▶ [Sorun]: Verilen alıntıda "Tam al’thor u" sözleriyle başlayıp "nedenlerini öne sürebiliriz." sözleriyle biten kısmı hiçbir değişiklik yapmadan yazın.

▶ [Verilen alıntı]:

+--

O kısımda Rand Graendal’ı elinden kaçırmamak için, yok olması garanti olsun diye Şerateş kullandı. Ayrıca kaledeki insanların hepsi geri dönülemez şekilde Graendal’ın köleleriydi zaten. Yani olası büyük kayıpları bertaraf etmek için azınlığı feda etti.
Tam al’thor u öldürmeye çalışma konusunda Rand’ın leke yüzünden iyice delirmesi, Semirhage’nin saldırısından sonra paranoyaklaşması nedenlerini öne sürebiliriz.

Serinin alışılagelmişin dışında ayrıntılı olması, birçok karakterin birbirleriyle olan karmaşık ilişkileri Rand’ın klasik “kahraman” kalıbından kısmi olarak ayrılmasına neden olmaktadır. Ancak Rand’ın taraf seçme konusunda asla tereddüte düşmemesi, tavrından ödün vermeden kendini sürekli tehlikeye atması, bencilce hareket etmek yerine çoğunluğun faydalanabileceği şekilde davranma ana karakterin bir “kahraman” olduğunun göstergesidir.

1 Beğeni

Hayaletin Çırağı (Wardstone günlükleri 1) - Joseph Delaney

Bu seriyi yanlış hatırlamıyorsam bu başlık altında birisinin paylaşımından görmüştüm. Kitabın övüldüğünü görünce meraklanıp araştırmıştım neymiş bu Wardstone günlükleri diye.

+--

▶ [Verilen bilgiler]:
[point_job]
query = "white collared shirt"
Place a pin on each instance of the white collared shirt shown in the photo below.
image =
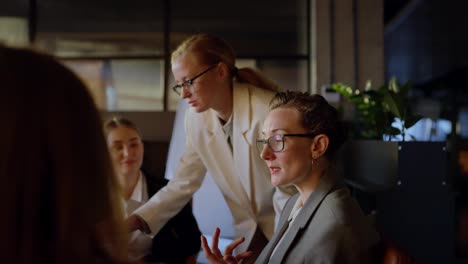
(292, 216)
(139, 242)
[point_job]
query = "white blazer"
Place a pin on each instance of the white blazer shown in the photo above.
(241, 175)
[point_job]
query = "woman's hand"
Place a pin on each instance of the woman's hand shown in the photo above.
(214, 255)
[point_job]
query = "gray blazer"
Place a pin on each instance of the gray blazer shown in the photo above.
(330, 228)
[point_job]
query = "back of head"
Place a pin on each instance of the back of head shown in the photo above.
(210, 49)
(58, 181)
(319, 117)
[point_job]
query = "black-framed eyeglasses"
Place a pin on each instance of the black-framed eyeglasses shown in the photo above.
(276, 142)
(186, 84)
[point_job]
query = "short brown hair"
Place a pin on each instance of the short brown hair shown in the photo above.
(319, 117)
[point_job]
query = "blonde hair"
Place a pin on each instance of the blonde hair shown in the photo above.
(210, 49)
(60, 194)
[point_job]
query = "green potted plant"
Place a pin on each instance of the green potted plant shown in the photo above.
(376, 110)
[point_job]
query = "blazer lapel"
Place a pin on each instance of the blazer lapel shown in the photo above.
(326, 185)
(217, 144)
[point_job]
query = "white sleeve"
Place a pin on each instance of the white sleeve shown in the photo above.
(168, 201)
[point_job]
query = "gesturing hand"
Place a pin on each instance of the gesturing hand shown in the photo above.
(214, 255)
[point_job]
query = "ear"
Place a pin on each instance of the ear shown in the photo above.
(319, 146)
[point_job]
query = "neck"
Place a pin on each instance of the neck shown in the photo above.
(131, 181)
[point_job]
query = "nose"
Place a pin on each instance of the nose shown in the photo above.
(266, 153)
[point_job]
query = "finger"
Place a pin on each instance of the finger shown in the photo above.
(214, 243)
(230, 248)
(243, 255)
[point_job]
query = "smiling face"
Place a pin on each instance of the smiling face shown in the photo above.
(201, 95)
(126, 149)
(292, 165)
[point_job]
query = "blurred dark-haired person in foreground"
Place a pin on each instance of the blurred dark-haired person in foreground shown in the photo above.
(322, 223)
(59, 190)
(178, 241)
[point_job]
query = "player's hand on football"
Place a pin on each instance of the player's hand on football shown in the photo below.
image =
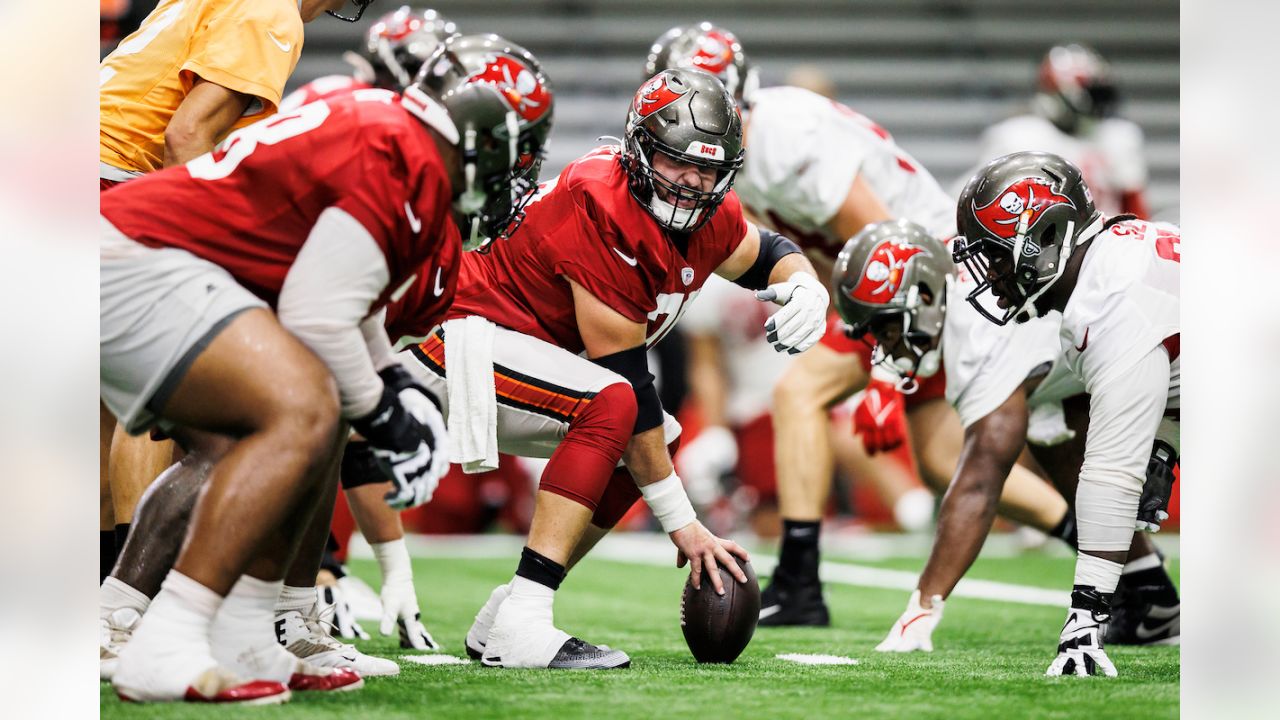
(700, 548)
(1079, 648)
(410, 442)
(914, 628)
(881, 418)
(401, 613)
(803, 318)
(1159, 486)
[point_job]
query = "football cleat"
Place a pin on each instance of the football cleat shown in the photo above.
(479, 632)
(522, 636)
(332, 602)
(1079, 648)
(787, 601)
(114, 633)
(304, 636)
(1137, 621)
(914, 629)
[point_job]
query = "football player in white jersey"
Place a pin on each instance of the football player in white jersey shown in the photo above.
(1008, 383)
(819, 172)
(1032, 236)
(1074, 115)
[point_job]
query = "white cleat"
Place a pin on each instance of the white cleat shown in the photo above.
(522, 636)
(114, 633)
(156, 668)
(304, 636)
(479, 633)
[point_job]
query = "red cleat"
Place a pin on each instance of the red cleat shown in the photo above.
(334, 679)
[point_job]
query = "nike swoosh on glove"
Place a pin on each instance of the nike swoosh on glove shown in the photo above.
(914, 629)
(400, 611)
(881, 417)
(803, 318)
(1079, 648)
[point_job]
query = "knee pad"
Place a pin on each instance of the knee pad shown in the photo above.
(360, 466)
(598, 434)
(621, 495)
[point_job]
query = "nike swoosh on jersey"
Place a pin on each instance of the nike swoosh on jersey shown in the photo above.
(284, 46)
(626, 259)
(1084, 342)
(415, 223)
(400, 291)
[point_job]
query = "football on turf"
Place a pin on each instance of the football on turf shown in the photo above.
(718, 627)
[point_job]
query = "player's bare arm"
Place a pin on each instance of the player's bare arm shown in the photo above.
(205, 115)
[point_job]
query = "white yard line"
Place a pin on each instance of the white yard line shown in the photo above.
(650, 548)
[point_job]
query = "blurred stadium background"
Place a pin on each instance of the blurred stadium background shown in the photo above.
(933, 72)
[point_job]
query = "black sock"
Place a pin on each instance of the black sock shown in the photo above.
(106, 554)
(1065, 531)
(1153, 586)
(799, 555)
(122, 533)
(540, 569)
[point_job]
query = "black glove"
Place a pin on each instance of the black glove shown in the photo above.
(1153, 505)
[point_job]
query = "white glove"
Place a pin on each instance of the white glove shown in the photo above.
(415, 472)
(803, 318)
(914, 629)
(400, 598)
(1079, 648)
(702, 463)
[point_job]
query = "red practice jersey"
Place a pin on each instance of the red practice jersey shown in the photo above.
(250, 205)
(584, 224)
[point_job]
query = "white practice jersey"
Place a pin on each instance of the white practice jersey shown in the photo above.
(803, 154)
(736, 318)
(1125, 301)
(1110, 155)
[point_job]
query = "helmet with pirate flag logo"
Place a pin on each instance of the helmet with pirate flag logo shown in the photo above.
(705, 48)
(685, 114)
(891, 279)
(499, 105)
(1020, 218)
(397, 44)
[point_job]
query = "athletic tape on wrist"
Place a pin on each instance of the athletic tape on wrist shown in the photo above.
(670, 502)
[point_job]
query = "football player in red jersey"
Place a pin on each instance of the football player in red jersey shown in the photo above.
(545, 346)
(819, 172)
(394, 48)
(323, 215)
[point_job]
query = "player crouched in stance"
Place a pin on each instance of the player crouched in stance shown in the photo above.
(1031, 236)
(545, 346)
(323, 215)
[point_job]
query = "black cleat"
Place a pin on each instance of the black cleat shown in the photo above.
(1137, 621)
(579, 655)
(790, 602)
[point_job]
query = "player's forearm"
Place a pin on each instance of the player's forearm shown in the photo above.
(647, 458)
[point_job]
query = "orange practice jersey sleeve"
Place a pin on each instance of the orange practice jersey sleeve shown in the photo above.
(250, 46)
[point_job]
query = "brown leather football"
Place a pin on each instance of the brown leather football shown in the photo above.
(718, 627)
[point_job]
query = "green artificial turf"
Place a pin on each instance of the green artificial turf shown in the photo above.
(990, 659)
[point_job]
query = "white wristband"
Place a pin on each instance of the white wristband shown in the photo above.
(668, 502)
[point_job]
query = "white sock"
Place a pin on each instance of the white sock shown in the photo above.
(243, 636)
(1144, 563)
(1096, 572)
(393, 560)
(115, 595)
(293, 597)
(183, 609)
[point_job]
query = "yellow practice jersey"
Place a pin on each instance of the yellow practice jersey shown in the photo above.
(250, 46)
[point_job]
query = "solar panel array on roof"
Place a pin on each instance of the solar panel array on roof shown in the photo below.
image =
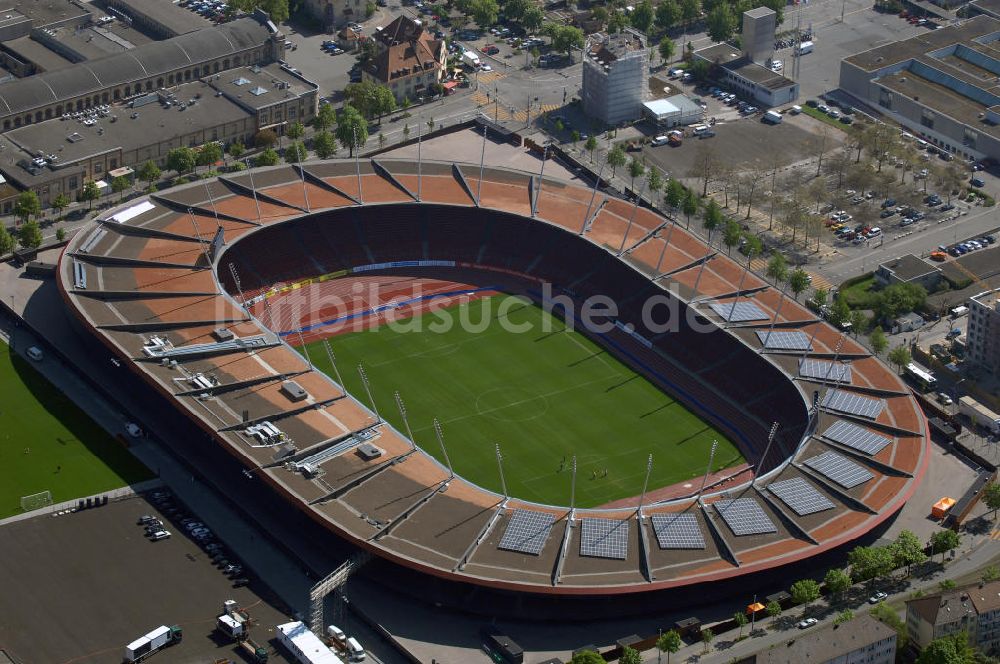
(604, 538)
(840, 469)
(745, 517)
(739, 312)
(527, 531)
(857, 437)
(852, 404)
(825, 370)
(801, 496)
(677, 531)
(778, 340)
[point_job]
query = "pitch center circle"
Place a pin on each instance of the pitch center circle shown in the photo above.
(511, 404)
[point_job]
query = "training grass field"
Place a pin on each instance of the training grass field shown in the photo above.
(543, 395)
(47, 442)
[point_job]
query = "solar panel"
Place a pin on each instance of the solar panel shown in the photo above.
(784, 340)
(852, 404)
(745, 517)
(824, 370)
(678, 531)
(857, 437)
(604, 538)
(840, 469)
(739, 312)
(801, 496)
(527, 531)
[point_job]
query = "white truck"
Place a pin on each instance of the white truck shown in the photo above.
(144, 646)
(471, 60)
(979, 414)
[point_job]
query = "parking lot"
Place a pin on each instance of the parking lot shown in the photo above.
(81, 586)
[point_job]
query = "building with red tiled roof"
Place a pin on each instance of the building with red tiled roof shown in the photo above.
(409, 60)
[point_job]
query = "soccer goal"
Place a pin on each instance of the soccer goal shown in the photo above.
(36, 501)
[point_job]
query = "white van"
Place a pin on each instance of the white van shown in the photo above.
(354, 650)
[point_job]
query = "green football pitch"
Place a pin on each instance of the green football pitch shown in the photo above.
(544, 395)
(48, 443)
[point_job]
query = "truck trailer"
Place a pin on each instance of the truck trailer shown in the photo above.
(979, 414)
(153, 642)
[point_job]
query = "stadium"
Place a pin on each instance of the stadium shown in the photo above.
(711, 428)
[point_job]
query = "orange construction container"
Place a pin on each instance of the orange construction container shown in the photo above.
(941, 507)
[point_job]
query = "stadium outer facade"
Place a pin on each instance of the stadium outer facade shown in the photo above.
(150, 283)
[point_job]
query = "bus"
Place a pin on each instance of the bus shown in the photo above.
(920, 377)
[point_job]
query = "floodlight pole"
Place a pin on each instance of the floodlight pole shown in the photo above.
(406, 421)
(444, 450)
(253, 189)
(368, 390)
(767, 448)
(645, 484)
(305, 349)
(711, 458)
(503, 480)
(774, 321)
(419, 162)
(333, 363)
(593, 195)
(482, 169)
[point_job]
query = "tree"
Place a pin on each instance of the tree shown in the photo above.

+--

▶ [Nihai sonuç]:
Tam al’thor u öldürmeye çalışma konusunda Rand’ın leke yüzünden iyice delirmesi, Semirhage’nin saldırısından sonra paranoyaklaşması nedenlerini öne sürebiliriz.